▼

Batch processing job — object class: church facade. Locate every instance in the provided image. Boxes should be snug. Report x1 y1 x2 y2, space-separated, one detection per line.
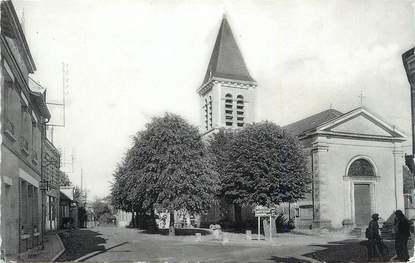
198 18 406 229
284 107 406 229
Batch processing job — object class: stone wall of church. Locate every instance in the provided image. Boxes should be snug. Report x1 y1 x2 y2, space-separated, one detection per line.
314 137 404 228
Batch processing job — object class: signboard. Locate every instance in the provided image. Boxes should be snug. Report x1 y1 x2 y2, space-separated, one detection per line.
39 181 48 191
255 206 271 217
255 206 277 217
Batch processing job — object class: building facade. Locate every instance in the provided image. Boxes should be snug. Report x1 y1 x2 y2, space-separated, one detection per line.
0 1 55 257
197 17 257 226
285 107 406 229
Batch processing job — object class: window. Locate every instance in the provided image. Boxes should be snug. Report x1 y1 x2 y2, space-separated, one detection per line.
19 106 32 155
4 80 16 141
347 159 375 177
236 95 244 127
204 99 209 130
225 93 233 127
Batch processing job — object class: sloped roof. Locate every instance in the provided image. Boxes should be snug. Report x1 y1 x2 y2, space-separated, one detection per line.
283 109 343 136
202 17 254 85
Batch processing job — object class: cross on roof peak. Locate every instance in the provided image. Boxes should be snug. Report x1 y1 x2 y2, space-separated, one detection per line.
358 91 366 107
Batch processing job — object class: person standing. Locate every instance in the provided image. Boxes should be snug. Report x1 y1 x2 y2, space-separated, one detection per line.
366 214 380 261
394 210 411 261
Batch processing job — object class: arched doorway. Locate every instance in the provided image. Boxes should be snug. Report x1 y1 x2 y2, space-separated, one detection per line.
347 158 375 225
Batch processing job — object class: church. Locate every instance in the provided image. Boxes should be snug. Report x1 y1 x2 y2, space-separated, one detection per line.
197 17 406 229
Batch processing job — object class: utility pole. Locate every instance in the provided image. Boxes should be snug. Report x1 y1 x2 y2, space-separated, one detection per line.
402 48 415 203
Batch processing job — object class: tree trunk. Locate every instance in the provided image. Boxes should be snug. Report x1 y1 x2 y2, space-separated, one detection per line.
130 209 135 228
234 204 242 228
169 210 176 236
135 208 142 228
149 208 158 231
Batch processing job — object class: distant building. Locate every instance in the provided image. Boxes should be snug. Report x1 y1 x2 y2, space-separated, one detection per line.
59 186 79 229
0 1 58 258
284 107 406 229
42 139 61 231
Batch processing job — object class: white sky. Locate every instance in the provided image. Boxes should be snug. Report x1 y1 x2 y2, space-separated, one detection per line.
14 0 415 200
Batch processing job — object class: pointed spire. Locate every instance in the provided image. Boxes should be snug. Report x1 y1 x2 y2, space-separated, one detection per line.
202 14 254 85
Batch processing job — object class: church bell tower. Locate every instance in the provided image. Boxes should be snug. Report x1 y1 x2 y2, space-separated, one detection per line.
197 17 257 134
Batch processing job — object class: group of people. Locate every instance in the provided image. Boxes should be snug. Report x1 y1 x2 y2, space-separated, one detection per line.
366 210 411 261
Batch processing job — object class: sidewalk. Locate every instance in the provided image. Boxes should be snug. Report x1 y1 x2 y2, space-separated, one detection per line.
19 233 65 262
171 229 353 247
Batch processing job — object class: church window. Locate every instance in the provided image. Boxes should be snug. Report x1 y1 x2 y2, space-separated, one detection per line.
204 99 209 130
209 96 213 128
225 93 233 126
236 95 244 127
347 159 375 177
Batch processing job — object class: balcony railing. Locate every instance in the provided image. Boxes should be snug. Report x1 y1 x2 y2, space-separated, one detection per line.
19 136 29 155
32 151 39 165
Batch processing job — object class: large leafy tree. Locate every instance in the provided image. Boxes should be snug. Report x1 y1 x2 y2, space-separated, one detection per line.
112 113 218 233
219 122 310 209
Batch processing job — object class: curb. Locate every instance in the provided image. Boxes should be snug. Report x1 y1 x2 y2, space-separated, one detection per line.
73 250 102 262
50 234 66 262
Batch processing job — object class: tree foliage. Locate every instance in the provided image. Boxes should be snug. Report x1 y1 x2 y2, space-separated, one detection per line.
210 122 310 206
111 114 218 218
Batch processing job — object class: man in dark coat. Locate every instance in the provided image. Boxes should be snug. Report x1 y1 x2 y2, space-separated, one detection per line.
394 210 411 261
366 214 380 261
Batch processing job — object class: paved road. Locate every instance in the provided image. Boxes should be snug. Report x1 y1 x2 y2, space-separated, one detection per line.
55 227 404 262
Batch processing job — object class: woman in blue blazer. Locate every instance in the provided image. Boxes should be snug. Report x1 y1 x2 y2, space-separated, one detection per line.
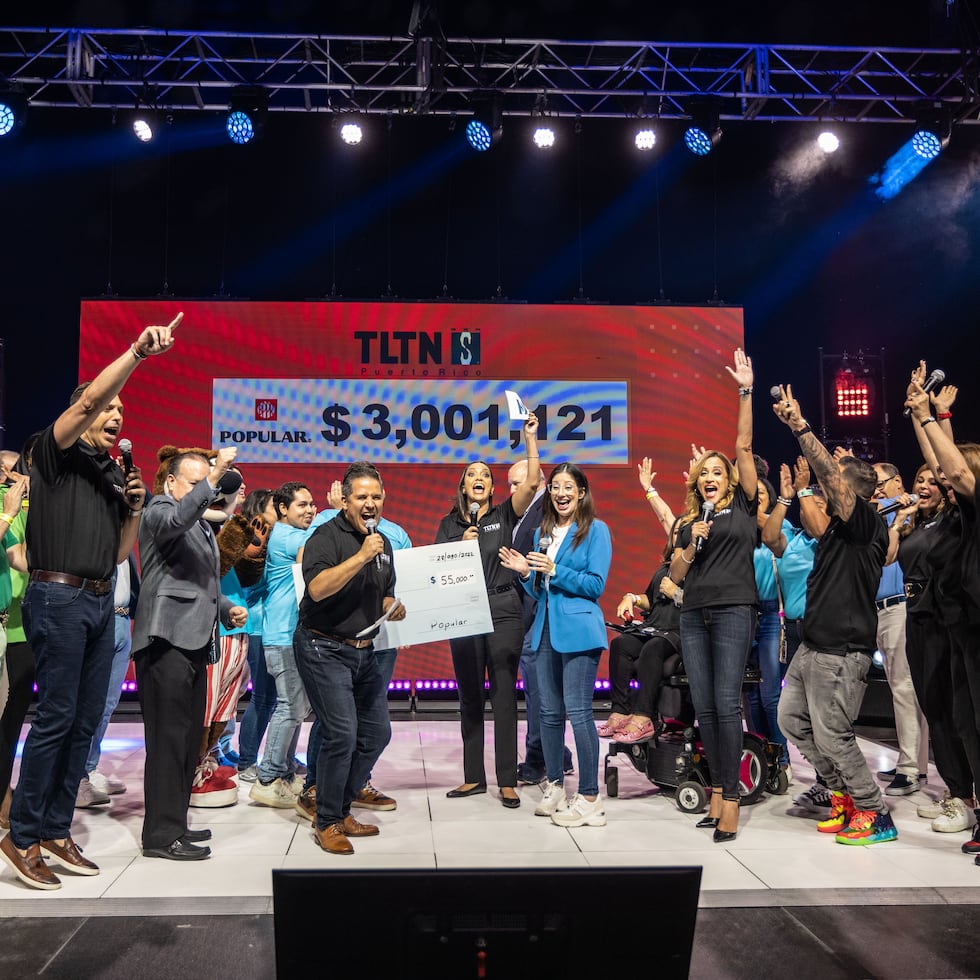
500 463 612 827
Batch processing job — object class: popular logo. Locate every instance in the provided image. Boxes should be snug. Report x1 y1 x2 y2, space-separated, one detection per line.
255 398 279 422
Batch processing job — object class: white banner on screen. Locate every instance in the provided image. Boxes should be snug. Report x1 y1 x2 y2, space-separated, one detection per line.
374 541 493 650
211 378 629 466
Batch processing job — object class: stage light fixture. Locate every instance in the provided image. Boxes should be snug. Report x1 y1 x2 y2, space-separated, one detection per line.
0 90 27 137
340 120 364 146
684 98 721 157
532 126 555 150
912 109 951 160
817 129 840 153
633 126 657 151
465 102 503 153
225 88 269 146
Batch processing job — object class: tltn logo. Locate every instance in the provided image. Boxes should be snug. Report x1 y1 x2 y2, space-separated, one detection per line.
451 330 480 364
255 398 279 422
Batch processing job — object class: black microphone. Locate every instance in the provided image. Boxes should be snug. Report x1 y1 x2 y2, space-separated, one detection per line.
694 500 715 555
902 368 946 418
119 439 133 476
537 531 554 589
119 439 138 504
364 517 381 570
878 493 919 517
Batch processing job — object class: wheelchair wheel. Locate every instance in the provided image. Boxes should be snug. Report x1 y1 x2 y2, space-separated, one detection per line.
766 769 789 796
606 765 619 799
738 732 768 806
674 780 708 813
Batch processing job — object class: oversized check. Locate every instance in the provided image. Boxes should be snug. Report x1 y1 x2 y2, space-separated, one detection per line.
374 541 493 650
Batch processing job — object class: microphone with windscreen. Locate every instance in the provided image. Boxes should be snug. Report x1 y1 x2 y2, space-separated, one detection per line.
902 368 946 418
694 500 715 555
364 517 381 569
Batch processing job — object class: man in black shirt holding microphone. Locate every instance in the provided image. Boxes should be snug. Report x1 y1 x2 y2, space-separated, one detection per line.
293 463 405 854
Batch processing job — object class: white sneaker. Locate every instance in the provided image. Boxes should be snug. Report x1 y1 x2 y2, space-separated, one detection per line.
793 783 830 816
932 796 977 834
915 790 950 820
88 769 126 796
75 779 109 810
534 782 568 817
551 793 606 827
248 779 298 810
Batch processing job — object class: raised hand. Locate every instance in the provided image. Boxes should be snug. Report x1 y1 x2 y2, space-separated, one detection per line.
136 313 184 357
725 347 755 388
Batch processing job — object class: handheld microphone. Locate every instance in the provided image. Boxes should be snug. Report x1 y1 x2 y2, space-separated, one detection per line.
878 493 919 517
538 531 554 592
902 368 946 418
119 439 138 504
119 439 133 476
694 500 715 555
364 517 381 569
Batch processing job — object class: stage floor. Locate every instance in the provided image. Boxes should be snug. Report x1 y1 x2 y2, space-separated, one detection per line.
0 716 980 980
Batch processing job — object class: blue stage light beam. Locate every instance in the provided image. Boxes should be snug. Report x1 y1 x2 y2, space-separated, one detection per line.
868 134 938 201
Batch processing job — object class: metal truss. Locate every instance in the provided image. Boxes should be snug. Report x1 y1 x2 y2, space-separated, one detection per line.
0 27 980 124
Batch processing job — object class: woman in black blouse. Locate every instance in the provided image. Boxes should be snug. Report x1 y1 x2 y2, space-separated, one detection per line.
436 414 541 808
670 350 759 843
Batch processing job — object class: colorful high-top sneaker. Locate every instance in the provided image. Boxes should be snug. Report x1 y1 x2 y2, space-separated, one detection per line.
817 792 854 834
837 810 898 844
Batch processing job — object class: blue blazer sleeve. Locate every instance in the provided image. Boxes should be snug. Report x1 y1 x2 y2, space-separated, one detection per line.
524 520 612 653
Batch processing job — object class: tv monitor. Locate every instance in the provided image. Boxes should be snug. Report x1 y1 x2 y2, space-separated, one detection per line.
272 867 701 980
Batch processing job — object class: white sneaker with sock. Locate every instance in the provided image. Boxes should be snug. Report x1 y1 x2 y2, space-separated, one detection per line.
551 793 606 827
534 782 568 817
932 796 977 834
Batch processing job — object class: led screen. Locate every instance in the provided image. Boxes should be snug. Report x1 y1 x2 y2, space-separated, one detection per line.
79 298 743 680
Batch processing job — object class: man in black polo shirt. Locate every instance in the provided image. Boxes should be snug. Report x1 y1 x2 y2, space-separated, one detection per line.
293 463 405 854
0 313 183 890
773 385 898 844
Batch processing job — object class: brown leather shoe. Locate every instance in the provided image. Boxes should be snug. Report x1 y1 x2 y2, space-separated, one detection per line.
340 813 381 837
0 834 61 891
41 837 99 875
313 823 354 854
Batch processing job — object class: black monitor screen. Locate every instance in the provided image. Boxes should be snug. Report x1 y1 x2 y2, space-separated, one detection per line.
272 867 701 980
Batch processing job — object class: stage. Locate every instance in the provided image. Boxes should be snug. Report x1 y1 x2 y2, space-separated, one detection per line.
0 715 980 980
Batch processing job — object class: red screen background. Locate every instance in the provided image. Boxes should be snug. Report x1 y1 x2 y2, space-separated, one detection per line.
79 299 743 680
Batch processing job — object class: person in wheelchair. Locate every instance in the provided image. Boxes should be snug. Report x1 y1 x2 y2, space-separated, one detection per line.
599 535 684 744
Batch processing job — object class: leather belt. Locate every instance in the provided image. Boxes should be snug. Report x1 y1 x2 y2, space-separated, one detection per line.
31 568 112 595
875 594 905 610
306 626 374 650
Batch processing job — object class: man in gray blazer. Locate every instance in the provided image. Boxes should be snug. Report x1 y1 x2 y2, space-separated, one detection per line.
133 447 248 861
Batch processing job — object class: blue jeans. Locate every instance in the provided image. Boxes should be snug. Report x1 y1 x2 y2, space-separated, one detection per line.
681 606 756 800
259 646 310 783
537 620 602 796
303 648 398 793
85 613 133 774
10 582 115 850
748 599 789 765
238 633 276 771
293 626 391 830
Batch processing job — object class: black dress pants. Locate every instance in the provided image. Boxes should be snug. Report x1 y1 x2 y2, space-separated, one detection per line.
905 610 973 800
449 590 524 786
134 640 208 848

▲

> _Set exercise_
Copy out exactly the lines from the line with "Batch processing job — object class: brown" to the end of the listing, including both of those lines, and give nothing else.

> _Completed exercise_
Batch processing job — object class: brown leather shoe. Locate every instance in the provided image. Boxes should be snug. Report x1 y1 x2 y2, space-separated, one detection per line.
340 813 381 837
0 834 61 891
41 837 99 875
313 823 354 854
Batch processing job — object class: black monitor screen. Locate every instance in the provided image. Boxes should be snug. Report x1 y1 x2 y2, space-separated, one detection per line.
272 867 701 980
Batch processing job — object class: stage. Locate every instance in the provided image. Boxes should be snug. Report x1 y1 x2 y2, space-separated, one detection per line.
0 715 980 980
Batch processing job — object class: red screen background. Locate every instance in the provided image. Boxes should be snug. Report x1 y1 x2 y2, space-separated, one detection per line.
79 299 743 680
Batch processing job — object class: person in wheelchair. Locate every instance in the provided image. Boxes should be snug. Report x1 y1 x2 y2, space-separated, one detection per line.
599 535 684 744
Batch processing job — object class: leather belt. Locate every instance in the provided image. Boxes should be snug. Report x1 y1 x2 y2, space-separated, one detection per line.
31 568 112 595
875 594 905 610
306 626 374 650
Batch processing job — object class: man in gray blazer. Locate every instance in the provided image. Boxes should be snug. Report x1 y1 x2 y2, space-separated, one detection per line.
133 447 248 861
Batch processing job — object class: blue jeans. Locate every instance in the provided image. Boxes should be snug. Report x1 y1 x2 y2, space-separated, one detection per line.
681 606 756 800
259 646 310 783
537 620 602 796
303 648 398 793
85 613 133 774
10 582 115 850
748 599 789 765
238 633 276 771
293 626 391 830
Batch processing job — object class: black dress pants. Locate every instance in the provided image. Boxes should be snug. Report x1 y1 x2 y2, space-separated, one detection per line.
905 610 973 800
449 590 524 786
134 640 208 848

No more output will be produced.